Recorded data

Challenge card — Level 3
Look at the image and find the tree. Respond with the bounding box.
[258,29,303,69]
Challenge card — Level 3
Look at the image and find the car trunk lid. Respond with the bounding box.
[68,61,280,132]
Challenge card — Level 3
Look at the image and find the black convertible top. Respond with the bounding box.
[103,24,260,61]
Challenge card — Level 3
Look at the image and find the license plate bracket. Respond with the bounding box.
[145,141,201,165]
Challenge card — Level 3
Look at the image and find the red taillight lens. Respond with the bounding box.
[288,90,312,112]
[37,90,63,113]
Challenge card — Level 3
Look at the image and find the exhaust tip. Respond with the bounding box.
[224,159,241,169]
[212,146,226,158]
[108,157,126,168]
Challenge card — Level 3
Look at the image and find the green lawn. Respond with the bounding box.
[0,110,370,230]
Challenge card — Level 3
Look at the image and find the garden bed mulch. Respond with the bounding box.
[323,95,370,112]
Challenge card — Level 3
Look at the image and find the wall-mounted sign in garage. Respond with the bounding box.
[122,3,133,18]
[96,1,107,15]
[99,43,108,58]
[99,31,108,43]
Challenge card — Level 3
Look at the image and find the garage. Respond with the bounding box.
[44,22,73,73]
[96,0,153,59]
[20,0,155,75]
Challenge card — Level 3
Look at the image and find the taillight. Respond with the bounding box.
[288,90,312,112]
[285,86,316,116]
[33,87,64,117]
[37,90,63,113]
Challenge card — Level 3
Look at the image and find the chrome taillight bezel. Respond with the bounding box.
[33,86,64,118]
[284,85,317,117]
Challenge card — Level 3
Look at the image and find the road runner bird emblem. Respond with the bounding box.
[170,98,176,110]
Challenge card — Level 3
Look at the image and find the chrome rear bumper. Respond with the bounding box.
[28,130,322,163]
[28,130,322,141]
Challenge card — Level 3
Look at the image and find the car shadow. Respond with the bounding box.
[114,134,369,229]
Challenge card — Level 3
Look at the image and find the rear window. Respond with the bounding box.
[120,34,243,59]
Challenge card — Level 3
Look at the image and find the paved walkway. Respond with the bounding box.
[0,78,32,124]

▸ **BRIEF**: Swap every "Respond with" in the items above for "Reply with", and write out all the lines again with nothing else changed.

▸ **THE RESULT**:
Challenge card — Level 3
Look at the image and find the tree. Reply with the bounding box.
[258,29,303,69]
Challenge card — Level 3
Look at the image and find the car trunk lid. Reply with the bounding box.
[68,61,280,132]
Challenge card — Level 3
Look at the image and find the black convertible top. Reply with the bounding box.
[103,24,260,61]
Challenge card — Level 3
Look at the image and find the license plate bracket. Reply with the bounding box.
[145,141,201,165]
Challenge card — Level 3
Look at the image and find the red taillight lens. Reply with the bounding box.
[288,90,312,112]
[37,90,63,113]
Challenge card — Level 3
Look at the image and find the exhaust tip. Reply with the bounding box.
[224,159,241,169]
[212,146,226,158]
[108,157,126,168]
Challenge card — Level 3
Look at the image and find the green lawn. Reply with the bounding box.
[0,110,370,230]
Challenge card — Level 3
Look at the image and find the garden bed mulch. Reply with the bounding box.
[323,95,370,112]
Challenge card — Level 3
Look at the image and find the wall-mounted sign in garage. Reply with the bounding box.
[122,3,133,18]
[96,1,107,15]
[99,43,108,58]
[99,31,108,43]
Challenge card — Level 3
Look at the image and find the garage. Reply with the bounding box.
[44,22,73,73]
[96,0,153,59]
[20,0,155,75]
Challenge card — Level 3
Look at the image and find the taillight. Reply with the bounding box.
[288,90,312,112]
[285,86,316,116]
[33,87,64,117]
[37,90,63,113]
Challenge card — Level 3
Look at the image and find the chrome taillight bezel. Reply with the bounding box.
[33,86,64,118]
[284,85,317,117]
Challenge card — Level 3
Look at the image and find the road runner bird emblem. Reply with the bounding box.
[170,98,176,110]
Challenge card — Level 3
Look at the image and find the chrome rear bumper. Reply with the bounding box.
[28,130,322,163]
[28,130,322,141]
Challenge card — Level 3
Look at the image and find the car shadow. Reply with the bounding box.
[114,134,369,229]
Challenge card — Level 3
Look at the image and find the rear window. Reply with the bounding box.
[120,34,243,59]
Challenge card — Level 3
Look at the image and find the paved walkway. Reply with the bounding box.
[0,78,32,124]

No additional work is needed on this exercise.